[Auszug]
+--
Die Rezension von Melanie Mühl
wurde in der F.A.Z. vom 29.11.2013 unter dem Titel "Kein Recht aufs Kind? PID und die Folgen: Giovanni Maios Traktat" veröffentlicht; sie ist im Archiv dieser
Zeitung nicht abrufbar.
Mir erschienen die angeblich „abstrusen
Bemerkungen“ des Autors Giovanni Maio, die in der FAZ-Rezension als
Belege für die Unerträglichkeit von Maios „Traktat“ angeführt
wurden, keineswegs als abstrus, sondern als klug und nachdenkenswert,
und so kaufte ich das kleine Bändchen und las es vor wenigen Tagen.
Mein erster Eindruck wurde bei der
Lektüre aufs Schönste bestätigt: Das Buch des Medizinethikers
Giovanni Maio ist eine brillante Auseinandersetzung mit dem oben
genannten Themenkreis und in seiner glasklaren Sprache, der
konsistenten, logischen Argumentation und der intelligenten
Einbeziehung aller humanen Aspekte der jeweils behandelten Thematik
absolut überzeugend.
Dass die FAZ-Rezensentin in kindischer
Manier dieses Buch am liebsten „in den Papierkorb“ werfen würde,
liegt möglicherweise daran, dass sie spürt, dass sie ihre eigenen
Auffassungen zu PID, Abtreibung und künstlichen Befruchtung aufgrund
von Maios Ausführungen eigentlich komplett revidieren müsste –
und das wäre dann doch sehr, sehr unbequem.
+--
[Vorliegende Daten]

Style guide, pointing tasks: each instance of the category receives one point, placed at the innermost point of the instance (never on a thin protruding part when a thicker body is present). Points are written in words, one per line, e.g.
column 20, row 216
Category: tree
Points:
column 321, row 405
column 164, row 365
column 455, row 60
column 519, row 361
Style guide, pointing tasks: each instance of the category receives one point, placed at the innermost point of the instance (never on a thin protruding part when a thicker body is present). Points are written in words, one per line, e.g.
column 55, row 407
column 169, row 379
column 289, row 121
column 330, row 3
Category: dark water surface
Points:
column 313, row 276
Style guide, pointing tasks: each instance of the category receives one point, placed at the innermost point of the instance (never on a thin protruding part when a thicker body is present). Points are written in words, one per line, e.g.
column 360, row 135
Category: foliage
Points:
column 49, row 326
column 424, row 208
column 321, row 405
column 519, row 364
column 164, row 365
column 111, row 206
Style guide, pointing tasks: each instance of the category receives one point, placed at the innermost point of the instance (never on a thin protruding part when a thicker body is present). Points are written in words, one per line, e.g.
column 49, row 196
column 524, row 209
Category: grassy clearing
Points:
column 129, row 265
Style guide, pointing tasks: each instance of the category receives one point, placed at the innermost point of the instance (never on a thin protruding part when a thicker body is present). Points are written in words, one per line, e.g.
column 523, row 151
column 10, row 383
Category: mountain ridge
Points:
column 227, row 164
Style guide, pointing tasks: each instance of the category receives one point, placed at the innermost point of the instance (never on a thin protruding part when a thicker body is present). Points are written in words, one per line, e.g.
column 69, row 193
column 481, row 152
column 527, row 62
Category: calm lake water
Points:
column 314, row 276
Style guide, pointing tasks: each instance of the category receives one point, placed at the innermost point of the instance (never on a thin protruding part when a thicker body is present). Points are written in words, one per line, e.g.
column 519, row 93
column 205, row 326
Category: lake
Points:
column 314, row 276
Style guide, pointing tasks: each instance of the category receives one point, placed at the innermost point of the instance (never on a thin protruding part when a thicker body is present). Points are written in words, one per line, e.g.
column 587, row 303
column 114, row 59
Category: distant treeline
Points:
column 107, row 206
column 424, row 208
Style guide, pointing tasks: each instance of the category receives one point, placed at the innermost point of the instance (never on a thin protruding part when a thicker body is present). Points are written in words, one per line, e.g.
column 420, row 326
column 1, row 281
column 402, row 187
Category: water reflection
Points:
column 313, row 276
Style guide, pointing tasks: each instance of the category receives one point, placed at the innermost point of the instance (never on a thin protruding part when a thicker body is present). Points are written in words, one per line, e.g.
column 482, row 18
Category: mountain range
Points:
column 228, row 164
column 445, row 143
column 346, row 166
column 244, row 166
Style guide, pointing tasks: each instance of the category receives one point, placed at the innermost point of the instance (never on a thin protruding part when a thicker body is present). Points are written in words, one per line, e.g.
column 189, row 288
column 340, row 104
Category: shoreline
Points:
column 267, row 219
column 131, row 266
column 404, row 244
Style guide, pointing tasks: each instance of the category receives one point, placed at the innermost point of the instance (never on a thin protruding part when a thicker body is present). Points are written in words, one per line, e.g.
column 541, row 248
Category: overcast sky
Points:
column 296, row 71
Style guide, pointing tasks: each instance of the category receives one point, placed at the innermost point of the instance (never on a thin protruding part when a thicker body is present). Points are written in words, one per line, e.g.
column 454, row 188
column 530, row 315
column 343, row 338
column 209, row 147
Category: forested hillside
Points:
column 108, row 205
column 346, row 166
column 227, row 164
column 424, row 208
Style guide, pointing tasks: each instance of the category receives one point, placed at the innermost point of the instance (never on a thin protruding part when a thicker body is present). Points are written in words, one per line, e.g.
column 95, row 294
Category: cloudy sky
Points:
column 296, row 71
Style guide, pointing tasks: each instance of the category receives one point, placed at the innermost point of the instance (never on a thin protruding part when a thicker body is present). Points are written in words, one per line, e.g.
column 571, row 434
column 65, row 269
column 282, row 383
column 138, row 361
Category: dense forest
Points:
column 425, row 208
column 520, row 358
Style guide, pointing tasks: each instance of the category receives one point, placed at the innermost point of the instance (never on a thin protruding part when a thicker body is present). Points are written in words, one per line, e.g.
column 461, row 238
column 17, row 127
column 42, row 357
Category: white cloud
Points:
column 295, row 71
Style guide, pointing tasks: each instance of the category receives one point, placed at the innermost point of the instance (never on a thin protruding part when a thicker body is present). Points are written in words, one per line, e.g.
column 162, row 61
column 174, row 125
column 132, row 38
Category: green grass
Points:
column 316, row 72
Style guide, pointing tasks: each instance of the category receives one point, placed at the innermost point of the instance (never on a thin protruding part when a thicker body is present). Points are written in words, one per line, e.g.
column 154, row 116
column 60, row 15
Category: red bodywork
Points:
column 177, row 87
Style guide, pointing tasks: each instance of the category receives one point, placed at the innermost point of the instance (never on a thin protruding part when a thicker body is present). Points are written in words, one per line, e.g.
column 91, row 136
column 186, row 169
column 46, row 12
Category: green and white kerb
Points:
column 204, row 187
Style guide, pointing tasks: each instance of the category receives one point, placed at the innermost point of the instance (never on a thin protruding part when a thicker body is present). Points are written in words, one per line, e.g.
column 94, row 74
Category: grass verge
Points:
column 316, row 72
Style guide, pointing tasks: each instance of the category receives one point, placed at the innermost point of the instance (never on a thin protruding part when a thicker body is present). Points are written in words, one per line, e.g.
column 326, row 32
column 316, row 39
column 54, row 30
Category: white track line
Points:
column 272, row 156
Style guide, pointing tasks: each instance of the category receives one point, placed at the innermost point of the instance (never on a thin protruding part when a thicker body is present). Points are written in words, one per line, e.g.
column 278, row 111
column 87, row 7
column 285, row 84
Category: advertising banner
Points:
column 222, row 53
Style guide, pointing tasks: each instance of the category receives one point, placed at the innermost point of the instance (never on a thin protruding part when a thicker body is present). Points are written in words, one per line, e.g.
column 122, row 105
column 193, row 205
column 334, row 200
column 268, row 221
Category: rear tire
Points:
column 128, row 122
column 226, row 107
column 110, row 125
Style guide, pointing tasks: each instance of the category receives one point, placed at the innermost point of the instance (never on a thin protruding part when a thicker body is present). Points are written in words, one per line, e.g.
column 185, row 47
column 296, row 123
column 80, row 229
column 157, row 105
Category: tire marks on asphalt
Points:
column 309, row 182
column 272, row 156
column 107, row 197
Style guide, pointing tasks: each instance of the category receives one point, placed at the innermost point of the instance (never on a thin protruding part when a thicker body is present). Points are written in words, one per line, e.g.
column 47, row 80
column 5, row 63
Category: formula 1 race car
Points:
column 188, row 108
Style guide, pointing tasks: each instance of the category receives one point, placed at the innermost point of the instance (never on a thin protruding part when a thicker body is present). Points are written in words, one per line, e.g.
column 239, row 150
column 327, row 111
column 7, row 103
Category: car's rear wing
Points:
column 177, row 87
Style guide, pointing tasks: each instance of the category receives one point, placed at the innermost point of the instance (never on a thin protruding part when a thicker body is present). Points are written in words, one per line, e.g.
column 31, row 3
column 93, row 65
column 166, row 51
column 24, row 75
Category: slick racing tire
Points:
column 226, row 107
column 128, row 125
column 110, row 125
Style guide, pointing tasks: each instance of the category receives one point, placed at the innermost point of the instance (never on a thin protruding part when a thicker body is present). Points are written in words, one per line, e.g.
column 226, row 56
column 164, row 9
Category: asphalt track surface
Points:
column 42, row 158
+--
[Fragen zum Material]
1) Geben Sie aus dem Auszug alles von "Mir erschienen die" bis hinunter zu "vor wenigen Tagen." wortgetreu aus.
2) Wie lautet dieser Satz aus dem Auszug auf Englisch: „Mein erster Eindruck wurde bei der Lektüre aufs Schönste bestätigt: Das Buch des Medizinethikers Giovanni Maio ist eine brillante Auseinandersetzung mit dem oben genannten Themenkreis und in seiner glasklaren Sprache, der konsistenten, logischen Argumentation und der intelligenten Einbeziehung aller humanen Aspekte der jeweils behandelten Thematik absolut überzeugend.“?

[Lösungen]
1)
Mir erschienen die angeblich „abstrusen
Bemerkungen“ des Autors Giovanni Maio, die in der FAZ-Rezension als
Belege für die Unerträglichkeit von Maios „Traktat“ angeführt
wurden, keineswegs als abstrus, sondern als klug und nachdenkenswert,
und so kaufte ich das kleine Bändchen und las es vor wenigen Tagen.

2) My first impression was confirmed in the most delightful way as I read: the book by the medical ethicist Giovanni Maio is a brilliant engagement with the range of topics mentioned above and is absolutely convincing in its crystal-clear language, its consistent, logical argumentation, and its intelligent inclusion of all human aspects of each subject it treats.